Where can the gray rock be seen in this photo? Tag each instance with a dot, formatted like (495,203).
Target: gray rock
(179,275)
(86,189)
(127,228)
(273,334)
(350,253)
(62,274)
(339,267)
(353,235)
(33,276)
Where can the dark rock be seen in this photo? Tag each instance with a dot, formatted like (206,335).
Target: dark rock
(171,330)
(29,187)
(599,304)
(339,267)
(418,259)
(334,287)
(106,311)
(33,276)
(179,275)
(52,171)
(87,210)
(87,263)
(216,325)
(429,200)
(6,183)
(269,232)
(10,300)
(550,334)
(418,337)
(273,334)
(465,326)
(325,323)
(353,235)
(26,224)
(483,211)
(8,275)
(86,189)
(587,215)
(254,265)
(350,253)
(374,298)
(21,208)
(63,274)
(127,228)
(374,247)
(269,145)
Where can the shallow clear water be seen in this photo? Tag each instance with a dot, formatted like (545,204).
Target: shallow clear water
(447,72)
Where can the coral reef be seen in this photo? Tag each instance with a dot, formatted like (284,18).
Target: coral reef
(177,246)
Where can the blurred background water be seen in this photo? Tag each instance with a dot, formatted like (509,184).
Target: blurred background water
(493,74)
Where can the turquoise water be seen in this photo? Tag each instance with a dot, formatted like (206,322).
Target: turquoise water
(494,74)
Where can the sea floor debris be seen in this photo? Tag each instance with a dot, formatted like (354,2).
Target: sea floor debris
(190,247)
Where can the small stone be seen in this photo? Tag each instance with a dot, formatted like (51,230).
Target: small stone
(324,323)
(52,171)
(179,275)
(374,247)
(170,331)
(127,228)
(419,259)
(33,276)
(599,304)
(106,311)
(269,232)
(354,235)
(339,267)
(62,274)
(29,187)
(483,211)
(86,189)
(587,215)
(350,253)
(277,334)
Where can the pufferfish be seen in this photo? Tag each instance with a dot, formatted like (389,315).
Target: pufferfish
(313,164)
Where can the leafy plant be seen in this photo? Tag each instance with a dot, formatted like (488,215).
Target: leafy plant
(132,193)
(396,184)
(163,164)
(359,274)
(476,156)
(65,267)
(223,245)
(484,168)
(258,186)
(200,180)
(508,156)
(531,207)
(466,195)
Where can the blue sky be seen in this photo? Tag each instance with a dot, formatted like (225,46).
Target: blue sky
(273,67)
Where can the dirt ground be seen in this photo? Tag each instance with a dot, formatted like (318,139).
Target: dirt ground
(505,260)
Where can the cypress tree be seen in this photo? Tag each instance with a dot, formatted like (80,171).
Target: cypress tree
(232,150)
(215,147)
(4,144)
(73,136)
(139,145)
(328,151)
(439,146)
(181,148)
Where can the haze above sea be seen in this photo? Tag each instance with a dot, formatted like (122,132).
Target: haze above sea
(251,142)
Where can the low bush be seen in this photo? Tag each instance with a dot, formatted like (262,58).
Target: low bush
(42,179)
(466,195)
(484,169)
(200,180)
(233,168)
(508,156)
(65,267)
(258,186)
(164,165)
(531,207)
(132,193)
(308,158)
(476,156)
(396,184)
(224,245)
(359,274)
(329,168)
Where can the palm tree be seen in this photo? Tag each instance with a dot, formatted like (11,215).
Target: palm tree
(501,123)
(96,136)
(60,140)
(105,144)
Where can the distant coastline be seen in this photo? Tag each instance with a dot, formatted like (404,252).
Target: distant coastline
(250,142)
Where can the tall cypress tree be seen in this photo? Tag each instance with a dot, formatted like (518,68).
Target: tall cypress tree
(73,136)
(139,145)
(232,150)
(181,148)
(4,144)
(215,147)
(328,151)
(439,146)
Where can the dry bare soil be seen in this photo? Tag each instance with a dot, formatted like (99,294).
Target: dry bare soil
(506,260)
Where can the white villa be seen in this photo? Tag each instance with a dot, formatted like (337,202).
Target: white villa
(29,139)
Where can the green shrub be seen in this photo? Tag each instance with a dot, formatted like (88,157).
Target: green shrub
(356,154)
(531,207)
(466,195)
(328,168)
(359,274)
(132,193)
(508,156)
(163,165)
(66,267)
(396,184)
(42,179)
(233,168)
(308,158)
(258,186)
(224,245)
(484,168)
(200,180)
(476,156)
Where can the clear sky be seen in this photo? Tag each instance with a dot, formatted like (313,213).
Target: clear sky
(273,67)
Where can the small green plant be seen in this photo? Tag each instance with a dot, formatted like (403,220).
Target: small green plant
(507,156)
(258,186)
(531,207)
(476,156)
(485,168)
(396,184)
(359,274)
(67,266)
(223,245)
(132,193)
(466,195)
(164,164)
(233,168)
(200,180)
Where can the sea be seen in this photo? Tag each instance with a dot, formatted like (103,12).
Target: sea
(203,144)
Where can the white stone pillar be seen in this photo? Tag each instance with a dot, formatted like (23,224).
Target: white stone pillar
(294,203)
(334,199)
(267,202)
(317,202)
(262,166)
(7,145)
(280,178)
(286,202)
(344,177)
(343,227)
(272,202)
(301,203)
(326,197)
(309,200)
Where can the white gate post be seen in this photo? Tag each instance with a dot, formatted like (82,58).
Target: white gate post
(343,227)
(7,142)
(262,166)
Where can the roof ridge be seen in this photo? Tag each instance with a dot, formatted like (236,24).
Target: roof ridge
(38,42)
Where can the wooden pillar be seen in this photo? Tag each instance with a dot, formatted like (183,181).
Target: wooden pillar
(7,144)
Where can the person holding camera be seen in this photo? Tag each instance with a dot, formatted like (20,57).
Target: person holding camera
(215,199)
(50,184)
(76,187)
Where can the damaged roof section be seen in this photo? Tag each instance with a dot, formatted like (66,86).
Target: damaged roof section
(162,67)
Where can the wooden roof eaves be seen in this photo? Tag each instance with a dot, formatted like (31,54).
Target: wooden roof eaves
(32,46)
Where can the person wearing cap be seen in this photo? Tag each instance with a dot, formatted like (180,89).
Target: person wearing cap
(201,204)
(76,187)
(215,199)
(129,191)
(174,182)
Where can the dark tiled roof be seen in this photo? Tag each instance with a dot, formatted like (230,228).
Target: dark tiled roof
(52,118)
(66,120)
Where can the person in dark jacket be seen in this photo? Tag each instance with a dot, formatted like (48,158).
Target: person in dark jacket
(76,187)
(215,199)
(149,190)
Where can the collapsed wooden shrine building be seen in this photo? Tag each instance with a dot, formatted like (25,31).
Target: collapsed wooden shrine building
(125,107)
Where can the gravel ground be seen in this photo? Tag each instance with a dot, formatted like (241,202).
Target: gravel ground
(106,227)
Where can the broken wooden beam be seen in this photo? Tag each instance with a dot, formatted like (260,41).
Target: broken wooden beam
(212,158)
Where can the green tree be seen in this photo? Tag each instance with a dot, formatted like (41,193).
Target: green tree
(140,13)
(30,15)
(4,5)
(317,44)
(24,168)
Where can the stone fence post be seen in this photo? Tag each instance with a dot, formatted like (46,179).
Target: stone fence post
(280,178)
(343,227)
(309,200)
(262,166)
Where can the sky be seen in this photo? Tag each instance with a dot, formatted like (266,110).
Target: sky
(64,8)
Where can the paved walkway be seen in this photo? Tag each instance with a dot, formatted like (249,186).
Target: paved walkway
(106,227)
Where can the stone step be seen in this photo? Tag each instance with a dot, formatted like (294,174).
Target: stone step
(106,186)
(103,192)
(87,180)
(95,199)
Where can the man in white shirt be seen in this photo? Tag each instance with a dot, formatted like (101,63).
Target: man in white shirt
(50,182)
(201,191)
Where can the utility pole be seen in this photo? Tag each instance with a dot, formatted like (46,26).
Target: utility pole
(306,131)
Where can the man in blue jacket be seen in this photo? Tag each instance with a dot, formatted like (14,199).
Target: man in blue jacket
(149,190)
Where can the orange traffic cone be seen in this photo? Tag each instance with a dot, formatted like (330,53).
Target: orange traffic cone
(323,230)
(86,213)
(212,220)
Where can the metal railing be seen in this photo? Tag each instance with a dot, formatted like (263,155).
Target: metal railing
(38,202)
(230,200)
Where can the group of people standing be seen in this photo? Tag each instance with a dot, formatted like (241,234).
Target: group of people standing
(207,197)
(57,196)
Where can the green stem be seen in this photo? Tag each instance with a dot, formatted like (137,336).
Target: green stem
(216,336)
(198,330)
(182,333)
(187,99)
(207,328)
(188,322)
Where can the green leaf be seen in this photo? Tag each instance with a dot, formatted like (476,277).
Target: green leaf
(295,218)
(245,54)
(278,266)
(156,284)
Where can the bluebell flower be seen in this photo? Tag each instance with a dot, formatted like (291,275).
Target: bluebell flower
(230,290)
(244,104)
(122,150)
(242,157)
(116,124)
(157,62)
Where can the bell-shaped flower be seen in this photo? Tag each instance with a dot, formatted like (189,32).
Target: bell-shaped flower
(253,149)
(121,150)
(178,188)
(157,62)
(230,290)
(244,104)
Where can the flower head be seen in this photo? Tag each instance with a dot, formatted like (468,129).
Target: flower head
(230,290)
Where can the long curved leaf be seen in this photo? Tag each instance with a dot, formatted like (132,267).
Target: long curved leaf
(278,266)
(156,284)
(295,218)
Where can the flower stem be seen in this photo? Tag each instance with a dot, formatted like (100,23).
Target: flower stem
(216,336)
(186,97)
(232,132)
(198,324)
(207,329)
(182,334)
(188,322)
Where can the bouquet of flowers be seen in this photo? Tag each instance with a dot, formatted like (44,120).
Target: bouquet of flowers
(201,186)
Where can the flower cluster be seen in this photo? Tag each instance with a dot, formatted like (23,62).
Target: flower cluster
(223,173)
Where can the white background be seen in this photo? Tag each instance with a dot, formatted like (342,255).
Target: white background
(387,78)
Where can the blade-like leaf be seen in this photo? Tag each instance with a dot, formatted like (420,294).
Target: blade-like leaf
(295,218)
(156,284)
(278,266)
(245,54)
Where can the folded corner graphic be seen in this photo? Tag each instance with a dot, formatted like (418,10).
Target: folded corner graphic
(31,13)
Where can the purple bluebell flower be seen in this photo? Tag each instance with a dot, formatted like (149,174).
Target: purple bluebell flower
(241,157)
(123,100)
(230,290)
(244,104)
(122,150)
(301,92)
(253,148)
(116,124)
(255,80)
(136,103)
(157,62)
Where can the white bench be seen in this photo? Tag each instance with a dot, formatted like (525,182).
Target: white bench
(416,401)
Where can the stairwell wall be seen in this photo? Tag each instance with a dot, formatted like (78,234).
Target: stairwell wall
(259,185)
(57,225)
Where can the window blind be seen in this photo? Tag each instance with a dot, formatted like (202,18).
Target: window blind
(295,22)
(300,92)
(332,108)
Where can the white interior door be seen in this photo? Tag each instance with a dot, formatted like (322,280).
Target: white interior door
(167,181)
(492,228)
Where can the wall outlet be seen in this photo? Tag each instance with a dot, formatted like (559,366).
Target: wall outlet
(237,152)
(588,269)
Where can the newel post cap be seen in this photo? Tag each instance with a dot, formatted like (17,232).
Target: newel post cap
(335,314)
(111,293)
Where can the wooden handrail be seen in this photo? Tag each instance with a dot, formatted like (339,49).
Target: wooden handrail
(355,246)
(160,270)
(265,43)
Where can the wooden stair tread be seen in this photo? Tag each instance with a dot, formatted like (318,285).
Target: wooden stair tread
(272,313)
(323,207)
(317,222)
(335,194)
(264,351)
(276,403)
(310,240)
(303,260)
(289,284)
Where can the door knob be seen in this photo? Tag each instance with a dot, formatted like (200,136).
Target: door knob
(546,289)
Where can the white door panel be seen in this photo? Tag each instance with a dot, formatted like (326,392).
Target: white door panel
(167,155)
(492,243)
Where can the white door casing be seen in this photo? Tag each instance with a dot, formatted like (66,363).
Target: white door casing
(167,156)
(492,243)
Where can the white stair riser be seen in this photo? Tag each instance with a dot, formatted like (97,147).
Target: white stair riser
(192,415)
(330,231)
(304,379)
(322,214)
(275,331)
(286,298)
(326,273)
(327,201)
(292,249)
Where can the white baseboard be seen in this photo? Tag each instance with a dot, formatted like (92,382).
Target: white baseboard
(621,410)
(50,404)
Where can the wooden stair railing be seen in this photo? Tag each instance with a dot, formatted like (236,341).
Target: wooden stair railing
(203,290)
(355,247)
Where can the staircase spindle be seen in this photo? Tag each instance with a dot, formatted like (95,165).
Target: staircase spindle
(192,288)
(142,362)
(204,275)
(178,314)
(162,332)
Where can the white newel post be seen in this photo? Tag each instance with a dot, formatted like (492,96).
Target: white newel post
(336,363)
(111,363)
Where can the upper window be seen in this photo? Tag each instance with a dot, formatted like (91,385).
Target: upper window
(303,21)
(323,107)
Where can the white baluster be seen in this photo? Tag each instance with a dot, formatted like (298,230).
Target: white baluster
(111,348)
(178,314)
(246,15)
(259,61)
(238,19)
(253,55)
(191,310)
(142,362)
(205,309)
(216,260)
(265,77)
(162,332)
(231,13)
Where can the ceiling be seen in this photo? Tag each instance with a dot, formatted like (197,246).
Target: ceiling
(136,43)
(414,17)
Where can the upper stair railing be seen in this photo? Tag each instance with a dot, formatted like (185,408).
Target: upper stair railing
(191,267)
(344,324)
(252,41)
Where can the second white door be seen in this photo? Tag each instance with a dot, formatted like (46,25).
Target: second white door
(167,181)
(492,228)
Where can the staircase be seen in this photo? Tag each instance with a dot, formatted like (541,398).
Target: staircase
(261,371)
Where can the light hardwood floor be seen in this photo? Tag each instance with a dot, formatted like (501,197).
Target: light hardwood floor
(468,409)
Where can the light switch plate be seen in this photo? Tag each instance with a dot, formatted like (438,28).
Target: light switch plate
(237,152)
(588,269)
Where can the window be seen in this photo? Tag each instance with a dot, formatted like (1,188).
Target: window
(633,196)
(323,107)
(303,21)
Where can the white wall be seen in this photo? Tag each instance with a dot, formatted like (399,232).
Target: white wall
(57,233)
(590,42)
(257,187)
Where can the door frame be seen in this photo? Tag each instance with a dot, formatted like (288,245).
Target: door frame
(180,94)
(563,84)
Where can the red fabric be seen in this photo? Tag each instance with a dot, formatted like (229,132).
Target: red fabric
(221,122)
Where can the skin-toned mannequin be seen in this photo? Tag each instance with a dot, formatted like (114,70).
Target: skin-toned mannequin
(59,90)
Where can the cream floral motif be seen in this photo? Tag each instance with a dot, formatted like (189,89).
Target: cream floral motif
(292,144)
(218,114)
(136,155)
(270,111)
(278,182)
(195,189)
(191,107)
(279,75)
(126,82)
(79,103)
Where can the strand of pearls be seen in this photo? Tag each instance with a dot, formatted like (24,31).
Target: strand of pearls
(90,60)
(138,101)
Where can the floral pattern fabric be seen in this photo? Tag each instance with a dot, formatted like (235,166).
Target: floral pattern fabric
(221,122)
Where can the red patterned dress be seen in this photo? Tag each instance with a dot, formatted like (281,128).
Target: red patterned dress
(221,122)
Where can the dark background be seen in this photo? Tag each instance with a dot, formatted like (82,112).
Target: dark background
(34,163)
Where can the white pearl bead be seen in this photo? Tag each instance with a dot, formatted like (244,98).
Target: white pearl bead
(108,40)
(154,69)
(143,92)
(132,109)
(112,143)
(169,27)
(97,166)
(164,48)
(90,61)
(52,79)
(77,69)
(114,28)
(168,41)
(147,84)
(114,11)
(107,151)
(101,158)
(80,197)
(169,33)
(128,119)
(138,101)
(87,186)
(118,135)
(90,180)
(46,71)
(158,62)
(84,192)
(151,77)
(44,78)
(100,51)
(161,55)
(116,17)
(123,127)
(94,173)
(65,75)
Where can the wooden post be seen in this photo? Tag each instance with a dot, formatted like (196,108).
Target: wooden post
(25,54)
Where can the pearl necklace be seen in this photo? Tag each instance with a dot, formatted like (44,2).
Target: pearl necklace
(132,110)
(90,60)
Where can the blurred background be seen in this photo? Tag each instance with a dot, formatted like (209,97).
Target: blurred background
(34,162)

* [EXERCISE]: In the listing above, find the line containing "Target: strand of pearls" and the line containing "Where can the white pearl", then quote both, plus every line between them, exactly as written.

* [RESPONSE FOR THIS EXERCISE]:
Target: strand of pearls
(90,60)
(138,101)
Where can the floral pattern fabric be seen in this photo? Tag each instance with a dot, formatted like (235,166).
Target: floral pattern fabric
(221,122)
Where can the red patterned dress be seen in this photo? Tag each instance with a dot, formatted like (281,128).
Target: red patterned dress
(221,122)
Where can the dark background be seen in this photo? Tag each instance with a dot, formatted like (82,112).
Target: dark background
(34,163)
Where can the white pearl bead be seen in this photo? Tag each instance with a dot, formatted like (244,98).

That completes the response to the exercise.